What is expected -> Rewrite every line of the records below as a JSON list of strings, one string per line, leaving out any blank lines.

*-*-*

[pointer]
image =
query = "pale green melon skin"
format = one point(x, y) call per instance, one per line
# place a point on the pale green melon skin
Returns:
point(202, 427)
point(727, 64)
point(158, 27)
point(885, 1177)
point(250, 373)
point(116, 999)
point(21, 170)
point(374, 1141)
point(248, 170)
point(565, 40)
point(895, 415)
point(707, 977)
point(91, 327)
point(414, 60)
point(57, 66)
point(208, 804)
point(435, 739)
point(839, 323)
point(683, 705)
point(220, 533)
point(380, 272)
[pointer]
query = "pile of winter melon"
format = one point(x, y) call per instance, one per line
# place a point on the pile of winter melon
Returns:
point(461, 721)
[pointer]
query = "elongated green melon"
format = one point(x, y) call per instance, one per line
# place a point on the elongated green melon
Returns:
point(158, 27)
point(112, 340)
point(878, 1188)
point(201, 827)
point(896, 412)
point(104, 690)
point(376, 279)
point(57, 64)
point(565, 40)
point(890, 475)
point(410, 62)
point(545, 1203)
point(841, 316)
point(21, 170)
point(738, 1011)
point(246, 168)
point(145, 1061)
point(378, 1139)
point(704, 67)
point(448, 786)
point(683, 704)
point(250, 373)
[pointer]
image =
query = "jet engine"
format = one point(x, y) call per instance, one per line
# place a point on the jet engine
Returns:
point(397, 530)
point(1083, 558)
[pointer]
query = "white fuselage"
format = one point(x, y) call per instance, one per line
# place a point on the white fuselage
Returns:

*-*-*

Solution for this task ->
[
  "[pointer]",
  "image =",
  "query = \"pale green melon skin\"",
  "format = one point(x, y) call per instance, one per line",
  "# place a point on the pale green melon skin",
  "Returns:",
  "point(202, 427)",
  "point(727, 64)",
  "point(158, 27)",
  "point(885, 1177)",
  "point(250, 373)",
  "point(116, 999)",
  "point(21, 170)",
  "point(374, 1141)",
  "point(248, 170)",
  "point(565, 40)",
  "point(895, 415)",
  "point(707, 977)",
  "point(91, 327)",
  "point(414, 60)",
  "point(57, 66)",
  "point(208, 804)",
  "point(435, 739)",
  "point(839, 323)",
  "point(683, 705)",
  "point(220, 533)",
  "point(380, 272)",
  "[pointer]",
  "query = \"pile of winter melon\"",
  "format = one point(x, y) call per instance, one per line",
  "# place a point on the pile of winter melon",
  "Returns:",
  "point(461, 721)",
  "[pointer]",
  "query = \"elongated green melon\"",
  "format = one point(x, y) call per instance, one per line",
  "# place a point on the elongated green melon",
  "Returns:",
  "point(158, 27)",
  "point(112, 340)",
  "point(878, 1188)",
  "point(201, 827)",
  "point(896, 412)",
  "point(104, 690)",
  "point(376, 279)",
  "point(57, 64)",
  "point(565, 40)",
  "point(890, 475)",
  "point(410, 62)",
  "point(545, 1203)",
  "point(841, 316)",
  "point(21, 170)",
  "point(738, 1011)",
  "point(246, 168)",
  "point(145, 1061)",
  "point(378, 1139)",
  "point(704, 67)",
  "point(448, 786)",
  "point(683, 704)",
  "point(250, 373)",
  "[pointer]",
  "image =",
  "query = \"jet engine\"",
  "format = one point(x, y) call per instance, one per line",
  "# place a point on the jet engine",
  "Returns:",
  "point(397, 530)",
  "point(1083, 558)",
  "[pointer]",
  "query = \"white fuselage\"",
  "format = one point(x, y) call per instance, one per line",
  "# place a point on the white fuselage",
  "Returns:"
]